Prosegui il testo sulla tannicità del vino a partire dal punto in cui si interrompe.

ESTRATTO DELLA PAGINA >>

>>>

Tannicità del vino: da cosa dipende?

La tannicità di un vino è influenzata da molteplici fattori. Tra questi rientrano la varietà e il livello di maturità delle uve utilizzate, ma anche la tipologia di vinificazione scelta e i tempi di macerazione a contatto con le bucce. Il vitigno ha senza dubbio il suo peso: alcuni, come il Sagrantino, l’Aglianico e il Nebbiolo, sono infatti noti per l’elevata componente tannica. Tra i vini più tannici si contano anche quelli ottenuti da cultivar quali Tempranillo, Mourvèdre, Syrah e i grandi rossi di Bordeaux, primo fra tutti il Cabernet Sauvignon. È comunque l’invecchiamento in botte a determinare il profilo tannico definitivo del prodotto. Durante questa fase, grazie al microcircolo dell'ossigeno, il legno cede parte dei tannini gallici in esso contenuti, trasferendo al vino aromi e complessità olfattive. Le botti che rilasciano maggiori concentrazioni di tannini sono quelle in legno di rovere e di castagno. Anche l’età della botte incide in maniera significativa sull’equilibrio tannico: mentre in quelle vecchie i tannini risultano morbidi e rotondi, quelli ceduti dalle botti nuove si presentano più freschi ed evidenti.

<<<

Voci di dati
>>>

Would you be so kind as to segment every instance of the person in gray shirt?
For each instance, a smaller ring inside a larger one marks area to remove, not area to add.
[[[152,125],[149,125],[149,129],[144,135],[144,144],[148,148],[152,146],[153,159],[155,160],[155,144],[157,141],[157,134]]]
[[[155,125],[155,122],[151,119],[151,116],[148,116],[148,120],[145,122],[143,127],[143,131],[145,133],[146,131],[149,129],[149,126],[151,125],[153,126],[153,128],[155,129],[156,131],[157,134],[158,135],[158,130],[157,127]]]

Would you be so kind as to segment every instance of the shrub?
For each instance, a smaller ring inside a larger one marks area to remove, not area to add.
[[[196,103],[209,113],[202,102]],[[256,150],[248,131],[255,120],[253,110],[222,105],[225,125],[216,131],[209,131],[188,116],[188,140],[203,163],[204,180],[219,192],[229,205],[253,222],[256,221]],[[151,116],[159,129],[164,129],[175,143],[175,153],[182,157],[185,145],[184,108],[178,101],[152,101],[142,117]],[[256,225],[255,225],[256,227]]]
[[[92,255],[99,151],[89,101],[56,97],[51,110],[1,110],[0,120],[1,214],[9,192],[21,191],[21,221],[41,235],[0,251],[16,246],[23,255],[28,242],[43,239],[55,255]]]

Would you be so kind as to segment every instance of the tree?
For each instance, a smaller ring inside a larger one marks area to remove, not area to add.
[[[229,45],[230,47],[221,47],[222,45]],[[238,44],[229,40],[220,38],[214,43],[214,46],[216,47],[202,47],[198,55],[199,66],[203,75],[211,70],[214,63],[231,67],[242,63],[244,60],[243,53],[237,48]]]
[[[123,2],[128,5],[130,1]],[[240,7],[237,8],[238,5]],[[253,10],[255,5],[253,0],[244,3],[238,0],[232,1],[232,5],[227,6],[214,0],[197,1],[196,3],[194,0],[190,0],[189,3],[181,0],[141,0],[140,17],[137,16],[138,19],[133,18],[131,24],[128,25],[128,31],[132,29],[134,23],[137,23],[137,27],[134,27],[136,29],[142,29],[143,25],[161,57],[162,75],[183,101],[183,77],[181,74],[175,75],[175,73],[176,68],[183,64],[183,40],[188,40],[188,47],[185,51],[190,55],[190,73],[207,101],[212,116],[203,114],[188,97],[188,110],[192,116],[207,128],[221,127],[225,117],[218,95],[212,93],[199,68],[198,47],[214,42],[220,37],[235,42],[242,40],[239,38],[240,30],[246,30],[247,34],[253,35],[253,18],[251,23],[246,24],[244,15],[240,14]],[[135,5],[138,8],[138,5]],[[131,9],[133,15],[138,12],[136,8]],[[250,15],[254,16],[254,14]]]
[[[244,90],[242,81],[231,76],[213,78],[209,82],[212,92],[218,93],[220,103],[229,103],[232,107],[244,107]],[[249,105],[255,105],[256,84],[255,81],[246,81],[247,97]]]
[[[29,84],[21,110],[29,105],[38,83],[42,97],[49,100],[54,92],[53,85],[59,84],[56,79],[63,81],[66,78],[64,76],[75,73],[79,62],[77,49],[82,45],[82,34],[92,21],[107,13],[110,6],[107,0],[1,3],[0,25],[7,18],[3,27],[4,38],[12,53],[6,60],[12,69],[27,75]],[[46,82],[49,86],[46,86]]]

<<<

RISPOSTA >>
Tannini: sono presenti nei vini bianchi?

Il contenuto in tannini del vino bianco è generalmente trascurabile. Oltre a risultare scarsamente presenti nelle uve a bacca bianca, occorre fare un'ulteriore considerazione: i tannini si concentrano soprattutto nella buccia, che, nella vinificazione dei bianchi, viene eliminata dal mosto prima della fermentazione. Fanno eccezione i vini fermentati in botte, soprattutto se di piccola capacità, come le barriques, che si arricchiscono dei tannini naturalmente contenuti nel legno. Anche i cosiddetti Orange wine presentano una discreta percentuale di tannini. Si tratta di vini prodotti con uve a bacca bianca, ma “vinificati in rosso”: il mosto viene lasciato macerare a contatto con le bucce, che quindi rilasciano questi particolari composti aromatici.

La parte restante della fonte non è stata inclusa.